REQUIRED TASK: Copy the data from its first line through the line containing "[459,199,600,246]", inclusive, substituting "Quiz item" for each "Exam question" and leaving everything else unchanged. Omit the pictures from your copy.

AVAILABLE DATA:
- - - - - - -

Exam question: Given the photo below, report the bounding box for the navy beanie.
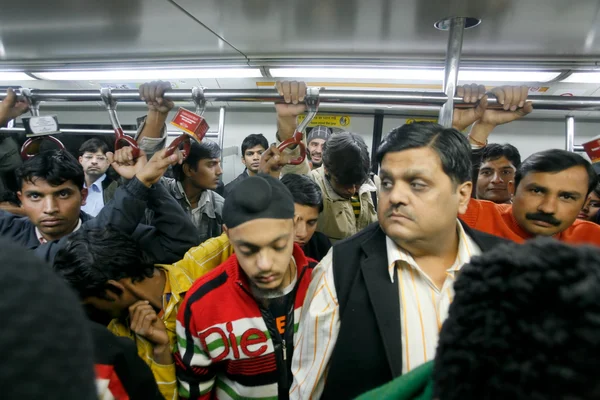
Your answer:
[223,175,294,229]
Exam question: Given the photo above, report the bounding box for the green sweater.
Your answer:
[356,361,433,400]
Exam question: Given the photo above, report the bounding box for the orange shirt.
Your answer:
[459,199,600,246]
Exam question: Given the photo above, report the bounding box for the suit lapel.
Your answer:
[361,227,402,377]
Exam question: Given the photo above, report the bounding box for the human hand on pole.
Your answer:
[135,149,184,187]
[478,86,533,126]
[0,88,29,126]
[139,81,175,114]
[452,83,487,132]
[275,81,306,142]
[258,146,289,179]
[469,86,533,146]
[106,146,148,180]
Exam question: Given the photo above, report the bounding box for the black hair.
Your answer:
[15,150,85,190]
[323,132,371,185]
[481,143,521,168]
[242,133,269,157]
[173,140,221,182]
[594,183,600,197]
[54,227,155,299]
[515,149,598,194]
[79,138,109,157]
[377,122,472,184]
[0,238,98,400]
[433,238,600,400]
[281,174,323,212]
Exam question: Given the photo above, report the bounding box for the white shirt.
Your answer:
[290,222,481,400]
[81,174,106,217]
[385,223,481,374]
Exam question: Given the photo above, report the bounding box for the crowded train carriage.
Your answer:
[0,0,600,400]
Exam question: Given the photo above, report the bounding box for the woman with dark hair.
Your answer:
[577,183,600,223]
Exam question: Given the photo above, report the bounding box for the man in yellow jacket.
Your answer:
[54,228,233,400]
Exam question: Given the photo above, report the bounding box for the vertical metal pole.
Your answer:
[565,115,575,151]
[217,106,225,163]
[439,17,465,128]
[371,110,383,175]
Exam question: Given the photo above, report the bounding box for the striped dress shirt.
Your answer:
[290,222,481,400]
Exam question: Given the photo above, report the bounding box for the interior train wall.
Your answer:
[41,105,600,183]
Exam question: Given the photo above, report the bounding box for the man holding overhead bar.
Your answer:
[290,122,505,400]
[131,81,224,245]
[275,81,377,243]
[454,86,600,246]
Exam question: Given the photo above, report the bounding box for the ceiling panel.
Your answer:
[176,0,600,60]
[0,0,244,61]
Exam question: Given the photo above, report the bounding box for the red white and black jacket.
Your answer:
[175,244,317,400]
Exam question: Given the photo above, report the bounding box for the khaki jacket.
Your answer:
[282,145,378,243]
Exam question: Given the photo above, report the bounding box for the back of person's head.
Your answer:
[53,227,154,299]
[281,174,323,212]
[0,239,98,400]
[594,182,600,197]
[242,133,269,157]
[79,138,110,157]
[15,150,85,190]
[377,122,472,184]
[323,132,371,185]
[481,143,521,168]
[173,139,221,181]
[433,238,600,400]
[515,149,598,194]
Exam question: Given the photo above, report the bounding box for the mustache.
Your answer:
[383,205,415,221]
[525,213,561,226]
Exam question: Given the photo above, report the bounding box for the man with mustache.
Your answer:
[223,133,269,197]
[79,138,119,217]
[274,81,377,243]
[306,125,331,169]
[290,122,505,400]
[461,149,600,246]
[475,143,521,204]
[454,85,600,245]
[175,175,316,400]
[132,81,224,244]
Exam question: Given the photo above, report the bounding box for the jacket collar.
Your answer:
[233,243,308,291]
[314,166,377,201]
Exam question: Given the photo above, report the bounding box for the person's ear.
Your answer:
[105,279,125,302]
[81,188,89,206]
[456,181,473,214]
[507,181,515,198]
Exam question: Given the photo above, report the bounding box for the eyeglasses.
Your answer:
[83,156,108,162]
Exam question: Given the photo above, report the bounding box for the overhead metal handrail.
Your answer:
[0,89,600,111]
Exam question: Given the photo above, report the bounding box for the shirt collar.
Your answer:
[317,166,377,201]
[176,181,215,212]
[83,174,106,189]
[385,220,481,283]
[35,218,81,244]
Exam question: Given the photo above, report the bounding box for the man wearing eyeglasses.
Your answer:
[79,138,119,217]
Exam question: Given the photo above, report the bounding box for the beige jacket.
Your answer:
[282,145,378,243]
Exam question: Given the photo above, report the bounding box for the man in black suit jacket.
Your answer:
[290,123,505,399]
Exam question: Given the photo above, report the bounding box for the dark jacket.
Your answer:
[302,232,331,261]
[89,322,164,400]
[102,174,122,205]
[322,221,508,399]
[0,178,197,264]
[223,169,250,198]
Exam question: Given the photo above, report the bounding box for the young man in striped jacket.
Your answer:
[175,175,316,400]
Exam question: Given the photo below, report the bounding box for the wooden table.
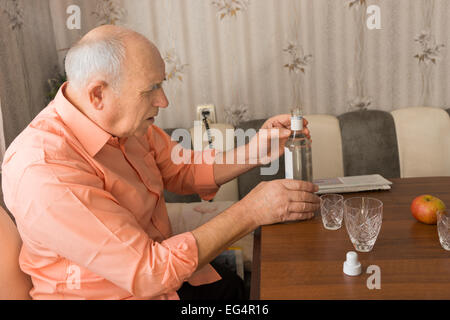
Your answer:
[250,177,450,300]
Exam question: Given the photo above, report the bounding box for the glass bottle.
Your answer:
[284,108,313,182]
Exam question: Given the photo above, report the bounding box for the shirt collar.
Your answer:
[54,82,112,157]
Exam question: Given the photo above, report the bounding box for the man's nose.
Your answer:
[154,88,169,108]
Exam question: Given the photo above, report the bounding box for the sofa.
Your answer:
[165,107,450,292]
[0,107,450,297]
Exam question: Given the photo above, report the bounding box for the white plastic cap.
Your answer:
[344,251,361,276]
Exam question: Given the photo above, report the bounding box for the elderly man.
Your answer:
[3,26,318,299]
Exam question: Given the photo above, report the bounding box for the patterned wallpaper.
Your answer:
[0,0,450,142]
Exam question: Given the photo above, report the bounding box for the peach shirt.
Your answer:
[2,84,220,299]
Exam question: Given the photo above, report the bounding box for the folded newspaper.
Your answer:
[314,174,392,194]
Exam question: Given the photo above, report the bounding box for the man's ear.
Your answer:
[87,80,106,110]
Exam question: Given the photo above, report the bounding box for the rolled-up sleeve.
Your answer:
[148,126,219,200]
[7,160,198,297]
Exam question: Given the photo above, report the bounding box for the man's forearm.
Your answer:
[192,202,258,268]
[214,144,259,186]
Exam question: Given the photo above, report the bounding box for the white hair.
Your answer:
[65,36,125,92]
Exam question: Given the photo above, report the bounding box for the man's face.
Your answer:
[102,39,169,138]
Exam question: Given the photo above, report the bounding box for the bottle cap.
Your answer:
[291,108,303,131]
[344,251,361,276]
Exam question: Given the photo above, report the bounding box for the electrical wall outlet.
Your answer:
[197,104,217,123]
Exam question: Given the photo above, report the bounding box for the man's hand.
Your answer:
[245,114,311,165]
[192,180,319,268]
[239,180,320,226]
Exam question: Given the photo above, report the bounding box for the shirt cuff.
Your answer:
[161,232,198,289]
[195,149,220,200]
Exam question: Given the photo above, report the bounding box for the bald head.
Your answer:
[65,25,160,91]
[65,25,169,137]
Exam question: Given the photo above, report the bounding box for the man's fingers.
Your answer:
[281,179,319,192]
[288,202,320,213]
[286,212,314,221]
[287,190,320,203]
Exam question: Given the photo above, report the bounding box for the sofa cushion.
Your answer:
[392,107,450,177]
[338,110,400,178]
[305,114,344,180]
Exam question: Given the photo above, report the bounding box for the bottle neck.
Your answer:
[291,116,303,132]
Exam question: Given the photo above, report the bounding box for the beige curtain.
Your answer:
[1,0,450,147]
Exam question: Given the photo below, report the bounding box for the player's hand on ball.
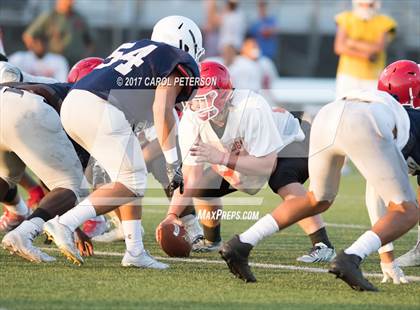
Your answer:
[190,141,225,165]
[166,160,184,197]
[381,262,408,284]
[75,228,93,256]
[156,213,184,240]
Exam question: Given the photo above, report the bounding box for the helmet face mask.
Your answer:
[378,60,420,109]
[190,90,219,121]
[189,89,233,121]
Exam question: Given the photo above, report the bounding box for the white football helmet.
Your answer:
[0,61,23,83]
[151,15,204,62]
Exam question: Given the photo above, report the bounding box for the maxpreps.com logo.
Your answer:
[197,209,260,221]
[116,76,217,88]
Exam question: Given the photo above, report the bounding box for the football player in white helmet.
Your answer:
[44,16,204,269]
[151,15,205,62]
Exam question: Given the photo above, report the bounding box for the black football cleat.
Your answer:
[219,235,257,283]
[328,251,378,292]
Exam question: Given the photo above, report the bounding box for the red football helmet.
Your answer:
[192,61,233,121]
[378,60,420,108]
[67,57,104,83]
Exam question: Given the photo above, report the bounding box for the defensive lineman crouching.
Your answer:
[159,62,335,272]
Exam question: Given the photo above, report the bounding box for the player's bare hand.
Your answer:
[155,213,184,240]
[75,228,94,256]
[190,141,225,165]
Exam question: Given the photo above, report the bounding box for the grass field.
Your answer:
[0,174,420,310]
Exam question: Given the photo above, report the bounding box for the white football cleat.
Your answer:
[192,237,223,253]
[296,242,336,263]
[44,216,83,266]
[395,241,420,267]
[121,250,169,269]
[1,228,55,263]
[381,261,408,284]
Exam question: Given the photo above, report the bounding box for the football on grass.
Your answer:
[156,223,192,257]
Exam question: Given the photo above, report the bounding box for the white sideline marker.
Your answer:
[41,248,420,282]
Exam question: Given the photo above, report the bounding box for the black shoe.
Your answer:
[328,251,378,292]
[219,235,257,283]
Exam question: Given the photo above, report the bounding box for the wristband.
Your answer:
[166,212,179,219]
[163,147,178,164]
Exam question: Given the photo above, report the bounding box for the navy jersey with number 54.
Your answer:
[73,40,200,124]
[402,107,420,185]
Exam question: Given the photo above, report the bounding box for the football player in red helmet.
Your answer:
[67,57,104,83]
[366,60,420,268]
[159,61,335,264]
[378,60,420,109]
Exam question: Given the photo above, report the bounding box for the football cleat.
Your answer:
[296,242,336,263]
[192,236,222,253]
[328,251,378,292]
[121,250,169,269]
[44,216,83,266]
[381,262,408,284]
[219,235,257,283]
[82,215,108,239]
[0,208,29,232]
[1,229,55,263]
[395,241,420,267]
[179,214,204,244]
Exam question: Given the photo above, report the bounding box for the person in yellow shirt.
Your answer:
[334,0,397,97]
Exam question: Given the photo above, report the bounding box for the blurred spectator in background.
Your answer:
[249,0,278,59]
[23,0,93,66]
[203,0,220,57]
[0,27,7,61]
[9,34,69,82]
[229,36,263,92]
[334,0,397,97]
[215,0,246,52]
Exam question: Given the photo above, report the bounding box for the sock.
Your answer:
[28,208,54,222]
[203,223,222,242]
[344,230,382,259]
[16,217,44,237]
[58,198,96,231]
[309,227,333,248]
[239,214,279,246]
[4,198,28,215]
[121,220,144,256]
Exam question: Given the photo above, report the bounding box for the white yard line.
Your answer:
[42,248,420,282]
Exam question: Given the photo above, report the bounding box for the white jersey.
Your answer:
[343,90,410,150]
[178,91,304,193]
[9,51,69,82]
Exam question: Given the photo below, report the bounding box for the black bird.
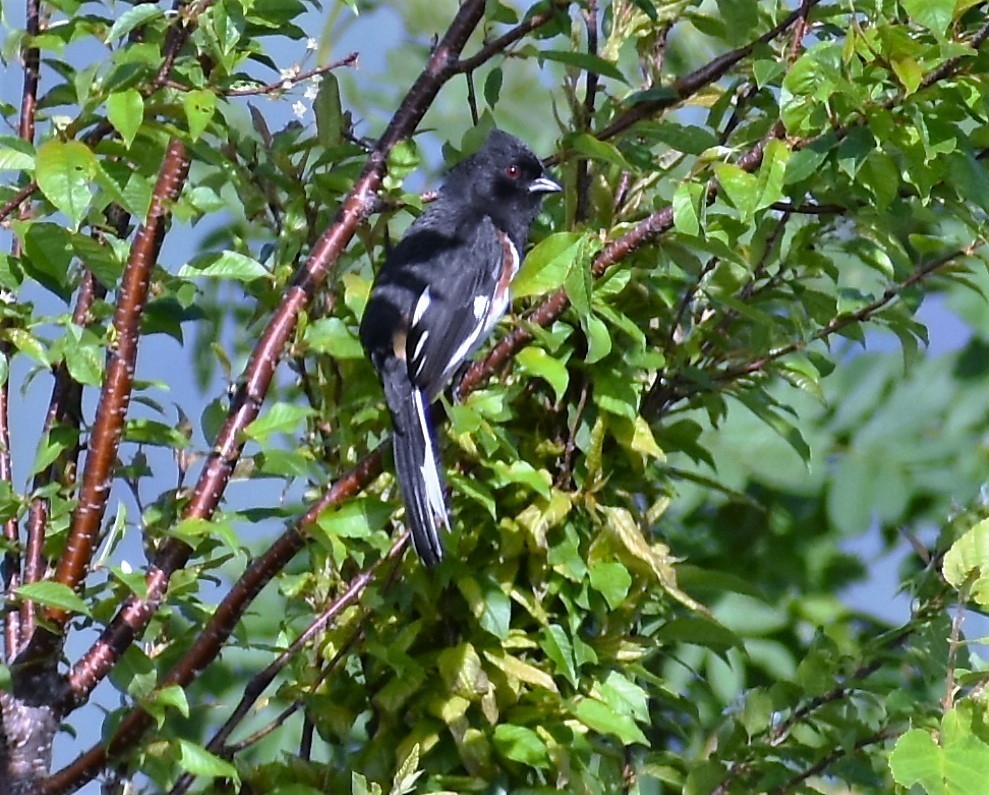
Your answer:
[361,130,560,567]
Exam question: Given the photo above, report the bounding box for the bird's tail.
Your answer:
[382,360,450,568]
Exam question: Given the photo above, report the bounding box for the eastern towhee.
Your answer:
[361,130,560,567]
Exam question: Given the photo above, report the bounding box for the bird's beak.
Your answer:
[529,177,563,193]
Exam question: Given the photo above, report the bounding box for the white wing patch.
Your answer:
[412,331,429,375]
[412,287,432,326]
[412,389,450,529]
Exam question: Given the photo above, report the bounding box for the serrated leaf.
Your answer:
[303,317,364,359]
[3,328,51,367]
[16,581,93,618]
[512,232,584,298]
[539,624,577,687]
[178,739,240,788]
[35,140,96,227]
[484,651,560,693]
[313,72,343,147]
[580,312,612,364]
[714,163,759,220]
[673,182,706,237]
[567,133,635,171]
[106,88,144,149]
[516,345,570,402]
[603,507,707,614]
[316,496,392,539]
[525,47,628,85]
[141,685,189,718]
[105,3,165,44]
[244,403,313,442]
[457,577,512,640]
[942,519,989,607]
[182,89,216,141]
[900,0,956,36]
[178,251,271,282]
[493,723,550,768]
[588,561,632,610]
[572,698,648,745]
[0,135,35,173]
[484,67,505,109]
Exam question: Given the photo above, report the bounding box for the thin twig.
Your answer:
[221,52,357,97]
[574,0,598,224]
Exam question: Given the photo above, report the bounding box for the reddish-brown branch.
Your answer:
[574,0,598,223]
[21,270,108,642]
[58,0,485,732]
[452,0,570,74]
[46,139,189,626]
[0,0,41,660]
[597,0,821,140]
[47,448,382,793]
[222,52,357,97]
[170,530,410,795]
[42,6,988,793]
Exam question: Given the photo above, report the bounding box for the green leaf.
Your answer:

- - - - - - -

ANSWER IN FULL:
Quiz item: Given the photo below, report the bounding box for the navy beanie.
Your answer:
[223,175,294,229]
Quiz item: Given the photo above, report the bounding box for the green sweater.
Your answer:
[356,361,433,400]
Quiz item: Given the photo above, report the bounding box for the orange shirt.
Your answer:
[459,199,600,246]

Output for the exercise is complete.